SHORT PROBLEM>
Report every line in the listing below that contains the string "elastic".

Dataset excerpt:
-=-=-=-=-

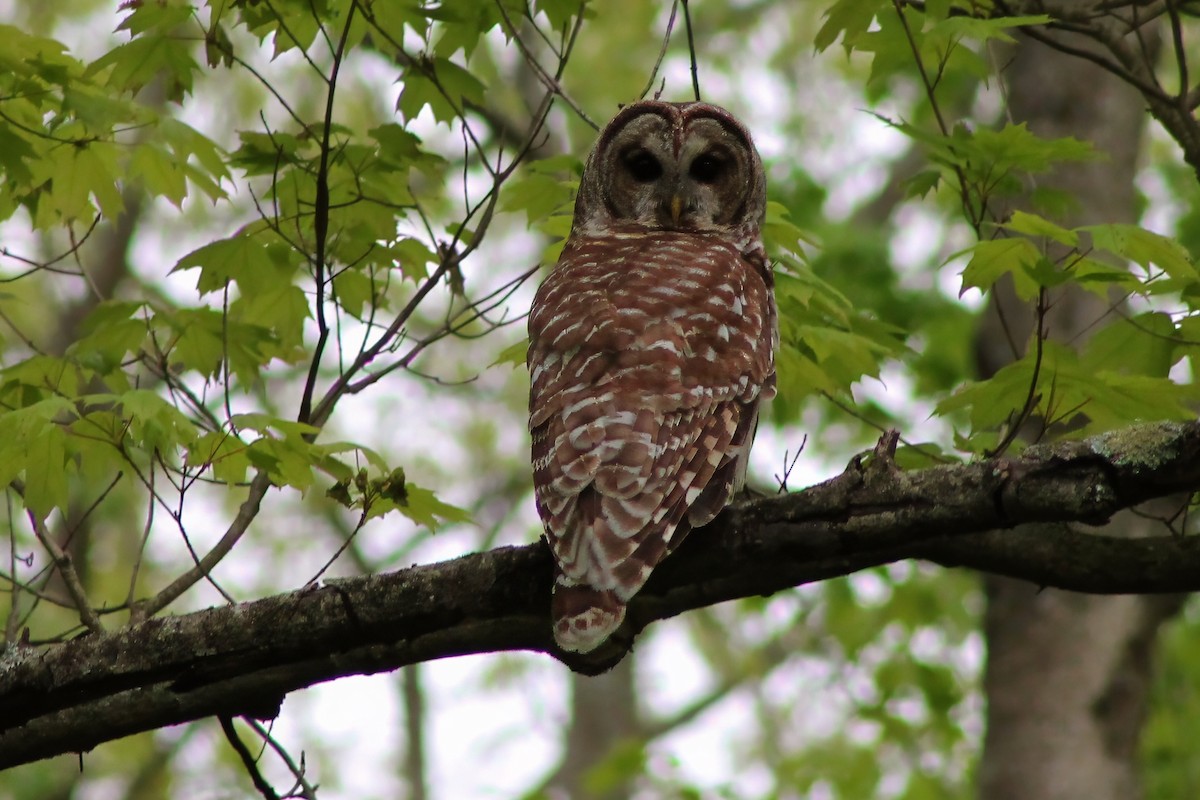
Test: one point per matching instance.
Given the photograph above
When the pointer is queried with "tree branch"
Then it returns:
(243, 660)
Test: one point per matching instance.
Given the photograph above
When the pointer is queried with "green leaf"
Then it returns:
(513, 355)
(223, 260)
(1144, 344)
(1145, 248)
(223, 452)
(425, 509)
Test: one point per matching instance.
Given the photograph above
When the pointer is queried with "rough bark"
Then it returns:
(243, 660)
(1067, 674)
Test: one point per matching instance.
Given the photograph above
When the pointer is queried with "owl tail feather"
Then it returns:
(583, 617)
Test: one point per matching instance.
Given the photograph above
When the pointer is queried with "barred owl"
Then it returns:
(651, 347)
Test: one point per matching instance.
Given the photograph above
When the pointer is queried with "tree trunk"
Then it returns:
(1067, 674)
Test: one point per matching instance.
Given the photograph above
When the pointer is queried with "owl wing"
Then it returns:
(648, 359)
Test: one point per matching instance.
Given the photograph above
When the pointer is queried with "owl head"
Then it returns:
(689, 167)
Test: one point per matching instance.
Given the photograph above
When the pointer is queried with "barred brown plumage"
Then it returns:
(651, 347)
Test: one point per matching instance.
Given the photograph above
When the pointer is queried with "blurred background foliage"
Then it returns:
(162, 169)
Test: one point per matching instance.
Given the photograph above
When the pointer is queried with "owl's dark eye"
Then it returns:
(707, 168)
(643, 167)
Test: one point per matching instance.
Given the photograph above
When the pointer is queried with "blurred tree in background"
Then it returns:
(265, 268)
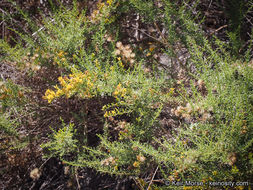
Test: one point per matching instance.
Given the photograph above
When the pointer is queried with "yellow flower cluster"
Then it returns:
(69, 86)
(103, 10)
(59, 58)
(125, 52)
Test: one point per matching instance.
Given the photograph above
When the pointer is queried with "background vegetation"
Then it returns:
(149, 92)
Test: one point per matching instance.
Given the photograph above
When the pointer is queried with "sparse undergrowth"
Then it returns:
(210, 97)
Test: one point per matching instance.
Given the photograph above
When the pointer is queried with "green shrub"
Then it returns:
(214, 139)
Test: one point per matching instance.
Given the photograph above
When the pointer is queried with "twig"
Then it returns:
(220, 28)
(138, 184)
(77, 181)
(152, 178)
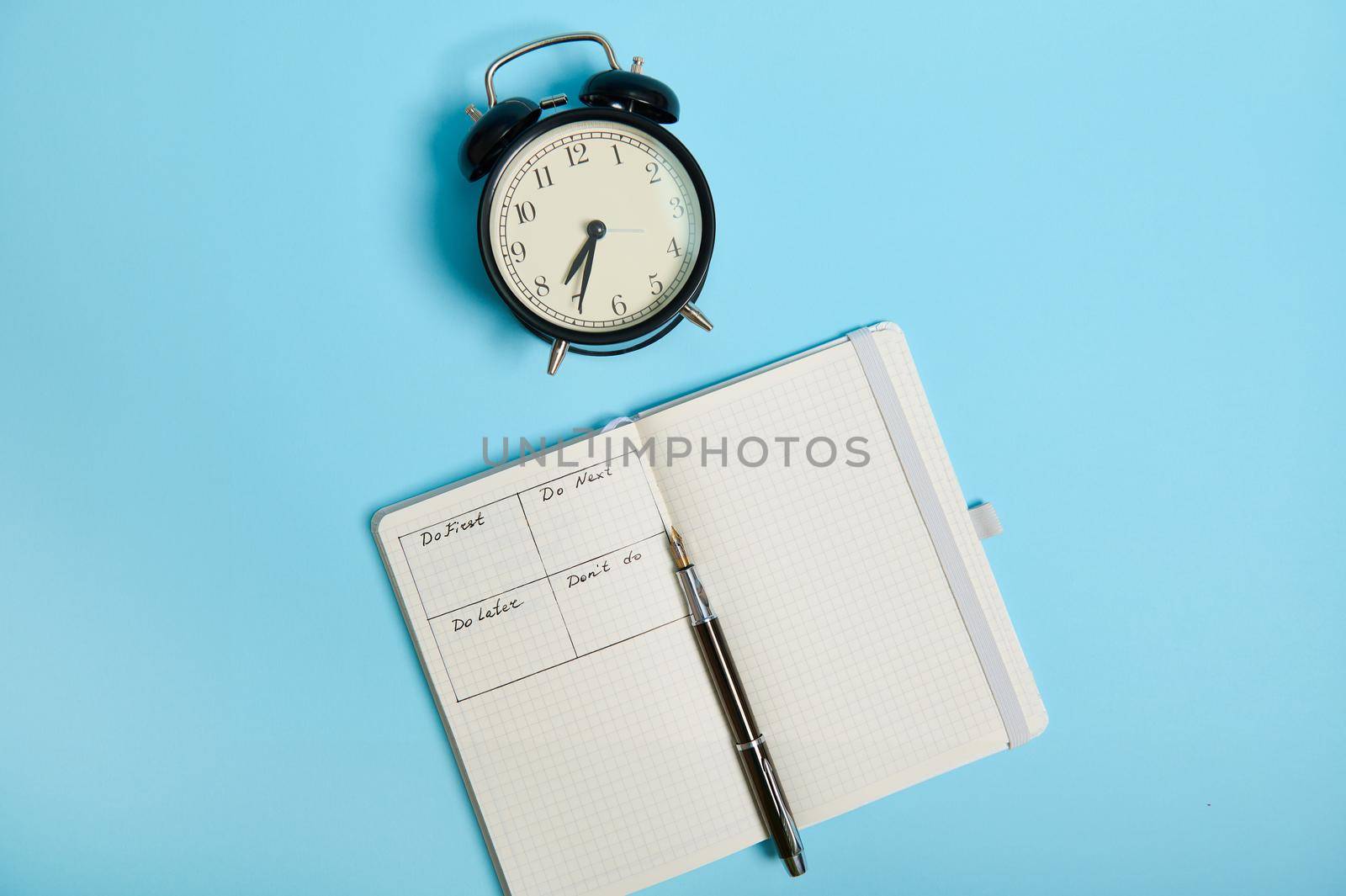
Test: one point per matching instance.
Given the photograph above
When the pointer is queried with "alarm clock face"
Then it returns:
(598, 228)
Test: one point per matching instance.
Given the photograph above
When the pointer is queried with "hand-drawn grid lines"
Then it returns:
(489, 577)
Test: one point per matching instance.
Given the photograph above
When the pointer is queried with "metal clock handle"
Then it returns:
(538, 45)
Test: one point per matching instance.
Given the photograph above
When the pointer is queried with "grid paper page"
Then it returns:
(544, 608)
(848, 638)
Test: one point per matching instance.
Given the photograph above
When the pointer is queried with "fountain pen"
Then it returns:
(747, 739)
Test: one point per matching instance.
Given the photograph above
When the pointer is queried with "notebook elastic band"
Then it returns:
(937, 523)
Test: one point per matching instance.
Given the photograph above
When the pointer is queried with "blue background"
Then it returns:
(241, 310)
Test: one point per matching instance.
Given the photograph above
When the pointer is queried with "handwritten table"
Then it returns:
(544, 576)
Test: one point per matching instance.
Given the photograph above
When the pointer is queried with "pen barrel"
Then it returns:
(771, 805)
(724, 676)
(757, 763)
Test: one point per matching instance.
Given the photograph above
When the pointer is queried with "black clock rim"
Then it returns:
(695, 280)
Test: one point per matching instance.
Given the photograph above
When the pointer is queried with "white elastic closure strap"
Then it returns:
(946, 548)
(986, 522)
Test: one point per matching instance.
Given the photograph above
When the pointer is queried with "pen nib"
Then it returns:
(677, 549)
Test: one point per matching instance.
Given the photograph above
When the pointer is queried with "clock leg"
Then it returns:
(559, 348)
(695, 315)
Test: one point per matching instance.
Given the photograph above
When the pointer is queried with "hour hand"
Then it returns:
(579, 257)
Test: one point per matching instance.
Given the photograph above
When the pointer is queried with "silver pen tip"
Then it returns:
(677, 549)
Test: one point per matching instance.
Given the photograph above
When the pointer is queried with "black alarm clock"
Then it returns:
(596, 224)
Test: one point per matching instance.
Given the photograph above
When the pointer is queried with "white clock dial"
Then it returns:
(596, 225)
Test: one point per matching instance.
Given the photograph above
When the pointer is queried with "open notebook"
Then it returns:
(863, 615)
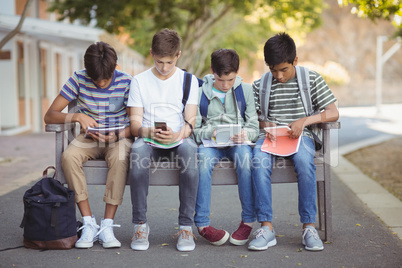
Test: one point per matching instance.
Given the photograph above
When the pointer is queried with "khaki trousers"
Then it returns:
(116, 155)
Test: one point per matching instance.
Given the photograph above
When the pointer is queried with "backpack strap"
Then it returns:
(303, 81)
(186, 93)
(265, 92)
(186, 88)
(204, 102)
(241, 101)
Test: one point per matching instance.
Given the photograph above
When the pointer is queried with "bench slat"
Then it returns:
(167, 173)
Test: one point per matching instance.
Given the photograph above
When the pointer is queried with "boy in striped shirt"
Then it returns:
(101, 93)
(285, 108)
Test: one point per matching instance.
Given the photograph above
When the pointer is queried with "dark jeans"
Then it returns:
(140, 160)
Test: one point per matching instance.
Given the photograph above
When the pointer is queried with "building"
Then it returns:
(37, 61)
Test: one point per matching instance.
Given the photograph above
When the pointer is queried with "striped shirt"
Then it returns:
(285, 104)
(107, 106)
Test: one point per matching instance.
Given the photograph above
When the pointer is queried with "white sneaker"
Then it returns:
(106, 235)
(185, 241)
(89, 233)
(140, 238)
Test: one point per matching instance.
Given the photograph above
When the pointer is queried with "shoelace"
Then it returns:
(108, 233)
(243, 230)
(88, 231)
(315, 235)
(259, 232)
(185, 234)
(139, 233)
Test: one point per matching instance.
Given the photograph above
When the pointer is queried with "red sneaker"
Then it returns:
(240, 236)
(214, 236)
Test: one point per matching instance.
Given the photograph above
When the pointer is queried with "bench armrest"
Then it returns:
(330, 125)
(59, 127)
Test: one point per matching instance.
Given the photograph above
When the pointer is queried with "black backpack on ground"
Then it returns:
(49, 215)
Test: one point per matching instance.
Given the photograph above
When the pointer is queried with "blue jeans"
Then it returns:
(304, 166)
(208, 158)
(140, 160)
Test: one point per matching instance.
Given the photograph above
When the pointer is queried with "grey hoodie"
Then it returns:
(227, 113)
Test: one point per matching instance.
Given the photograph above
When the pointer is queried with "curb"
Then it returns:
(384, 204)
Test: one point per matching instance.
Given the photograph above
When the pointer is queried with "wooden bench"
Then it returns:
(224, 172)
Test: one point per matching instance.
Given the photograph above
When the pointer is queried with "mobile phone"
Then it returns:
(161, 125)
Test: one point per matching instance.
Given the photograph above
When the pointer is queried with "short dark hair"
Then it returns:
(279, 49)
(166, 43)
(224, 61)
(100, 61)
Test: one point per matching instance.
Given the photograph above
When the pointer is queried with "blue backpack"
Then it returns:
(204, 102)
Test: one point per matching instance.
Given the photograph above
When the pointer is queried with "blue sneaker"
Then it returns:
(311, 239)
(264, 238)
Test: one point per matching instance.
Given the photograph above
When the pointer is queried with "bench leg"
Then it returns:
(321, 205)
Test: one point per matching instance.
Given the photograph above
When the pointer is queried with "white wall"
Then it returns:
(7, 7)
(8, 88)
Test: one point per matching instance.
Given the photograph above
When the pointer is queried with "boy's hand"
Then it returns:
(109, 138)
(266, 124)
(164, 137)
(86, 121)
(240, 138)
(296, 128)
(267, 134)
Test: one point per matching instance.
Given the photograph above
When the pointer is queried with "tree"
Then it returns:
(390, 10)
(18, 27)
(204, 25)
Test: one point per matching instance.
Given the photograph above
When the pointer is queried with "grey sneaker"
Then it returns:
(311, 239)
(264, 238)
(185, 241)
(89, 234)
(106, 235)
(140, 238)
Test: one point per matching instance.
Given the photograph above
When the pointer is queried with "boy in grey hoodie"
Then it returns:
(220, 89)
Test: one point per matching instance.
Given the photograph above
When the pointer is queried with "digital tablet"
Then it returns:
(224, 132)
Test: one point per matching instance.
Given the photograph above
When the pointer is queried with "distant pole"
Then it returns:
(378, 73)
(381, 59)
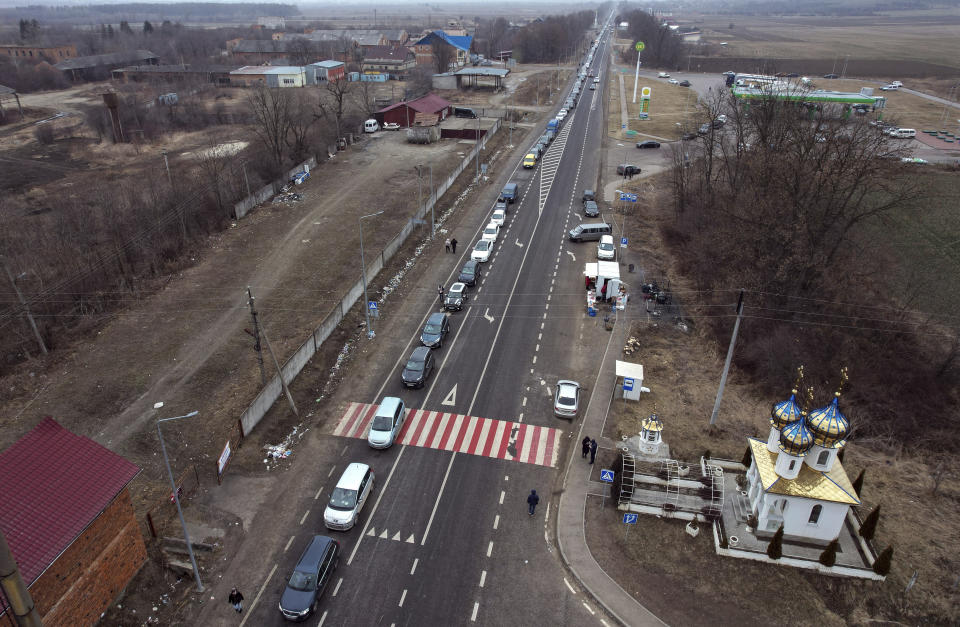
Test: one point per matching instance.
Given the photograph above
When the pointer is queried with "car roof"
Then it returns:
(352, 474)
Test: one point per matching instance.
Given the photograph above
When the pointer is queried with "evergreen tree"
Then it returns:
(882, 565)
(869, 526)
(829, 555)
(858, 483)
(775, 548)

-=-=-=-=-

SOLUTION FOR THIS EXERCISE>
When the pointer is queried with "notebook elastic band"
When the pointer is queried with "white elastic closure strap"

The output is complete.